** WHAT YOU NEED TO DO **
Write out the lines from the first line of the collected data through the line containing "positive clicks: (832, 447)", both included, reproducing each one without any change.

Collected data:
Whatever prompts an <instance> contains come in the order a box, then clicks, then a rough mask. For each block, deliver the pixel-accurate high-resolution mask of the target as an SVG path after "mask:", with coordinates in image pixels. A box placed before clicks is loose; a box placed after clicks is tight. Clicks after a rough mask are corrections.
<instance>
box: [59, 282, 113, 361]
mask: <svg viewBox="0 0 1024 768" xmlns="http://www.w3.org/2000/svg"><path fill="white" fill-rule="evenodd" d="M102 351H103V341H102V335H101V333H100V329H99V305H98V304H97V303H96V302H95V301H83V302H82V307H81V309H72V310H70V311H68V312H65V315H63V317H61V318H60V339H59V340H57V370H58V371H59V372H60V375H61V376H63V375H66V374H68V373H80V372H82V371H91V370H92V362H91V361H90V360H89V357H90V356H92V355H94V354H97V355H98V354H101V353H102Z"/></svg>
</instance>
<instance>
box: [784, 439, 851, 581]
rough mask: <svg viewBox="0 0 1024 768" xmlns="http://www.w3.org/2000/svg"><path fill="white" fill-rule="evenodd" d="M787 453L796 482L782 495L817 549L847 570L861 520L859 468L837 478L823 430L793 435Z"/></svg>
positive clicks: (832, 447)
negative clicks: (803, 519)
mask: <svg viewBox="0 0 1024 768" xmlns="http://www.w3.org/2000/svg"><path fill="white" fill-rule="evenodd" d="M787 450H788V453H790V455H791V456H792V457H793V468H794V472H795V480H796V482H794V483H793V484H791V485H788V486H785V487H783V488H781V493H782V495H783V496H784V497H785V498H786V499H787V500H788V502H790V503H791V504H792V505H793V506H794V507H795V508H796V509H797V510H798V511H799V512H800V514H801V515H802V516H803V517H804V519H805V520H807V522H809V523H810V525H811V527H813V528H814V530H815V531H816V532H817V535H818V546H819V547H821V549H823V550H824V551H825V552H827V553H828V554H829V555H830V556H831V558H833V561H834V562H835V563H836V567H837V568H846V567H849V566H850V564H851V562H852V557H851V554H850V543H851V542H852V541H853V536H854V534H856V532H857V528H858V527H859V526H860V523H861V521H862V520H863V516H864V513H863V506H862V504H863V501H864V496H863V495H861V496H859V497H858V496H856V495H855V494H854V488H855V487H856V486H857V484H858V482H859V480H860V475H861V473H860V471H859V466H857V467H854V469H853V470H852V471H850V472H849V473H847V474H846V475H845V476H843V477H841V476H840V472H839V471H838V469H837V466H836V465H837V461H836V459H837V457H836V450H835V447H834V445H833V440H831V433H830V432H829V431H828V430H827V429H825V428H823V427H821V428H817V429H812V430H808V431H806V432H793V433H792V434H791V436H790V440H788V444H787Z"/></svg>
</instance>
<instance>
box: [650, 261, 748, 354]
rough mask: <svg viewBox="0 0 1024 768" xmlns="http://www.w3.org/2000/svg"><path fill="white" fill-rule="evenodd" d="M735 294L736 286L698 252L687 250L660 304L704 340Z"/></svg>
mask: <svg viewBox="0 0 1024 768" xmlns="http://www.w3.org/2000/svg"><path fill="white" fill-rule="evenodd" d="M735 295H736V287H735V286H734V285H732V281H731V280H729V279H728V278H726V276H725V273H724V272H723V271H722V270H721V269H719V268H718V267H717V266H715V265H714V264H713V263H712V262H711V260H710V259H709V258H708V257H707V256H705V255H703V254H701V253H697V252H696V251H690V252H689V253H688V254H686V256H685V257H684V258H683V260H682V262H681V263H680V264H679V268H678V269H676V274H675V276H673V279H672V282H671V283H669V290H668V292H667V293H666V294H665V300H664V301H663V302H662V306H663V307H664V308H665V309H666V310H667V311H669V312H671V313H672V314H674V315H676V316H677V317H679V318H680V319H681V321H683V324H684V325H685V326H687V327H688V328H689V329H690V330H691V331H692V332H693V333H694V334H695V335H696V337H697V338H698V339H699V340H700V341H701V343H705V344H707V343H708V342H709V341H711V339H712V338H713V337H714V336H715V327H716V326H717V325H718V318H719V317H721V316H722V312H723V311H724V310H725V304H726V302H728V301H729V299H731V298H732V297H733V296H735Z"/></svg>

** RESULT OF THE TASK **
Whatever prompts an <instance> contains come in the order a box, then clicks, then a rough mask. For each block, deliver the pixel-accurate high-resolution mask of the target as an SVG path after "mask:", with coordinates in image pixels. A box placed before clicks is loose; a box placed after clicks is tight. Clicks after a rough mask are corrections.
<instance>
box: [59, 282, 113, 361]
mask: <svg viewBox="0 0 1024 768" xmlns="http://www.w3.org/2000/svg"><path fill="white" fill-rule="evenodd" d="M102 351H103V341H102V335H101V333H100V329H99V305H98V304H97V303H96V302H95V301H83V302H82V307H81V309H72V310H70V311H68V312H65V315H63V317H61V318H60V339H59V340H57V370H58V371H59V372H60V375H61V376H63V375H66V374H68V373H80V372H82V371H91V370H92V362H91V361H90V360H89V357H90V356H92V355H94V354H97V355H98V354H101V353H102Z"/></svg>
</instance>
<instance>
box: [784, 439, 851, 581]
rough mask: <svg viewBox="0 0 1024 768" xmlns="http://www.w3.org/2000/svg"><path fill="white" fill-rule="evenodd" d="M787 453L796 482L782 495L817 549L847 570L861 520L859 468L837 478L823 430L793 435Z"/></svg>
positive clicks: (832, 447)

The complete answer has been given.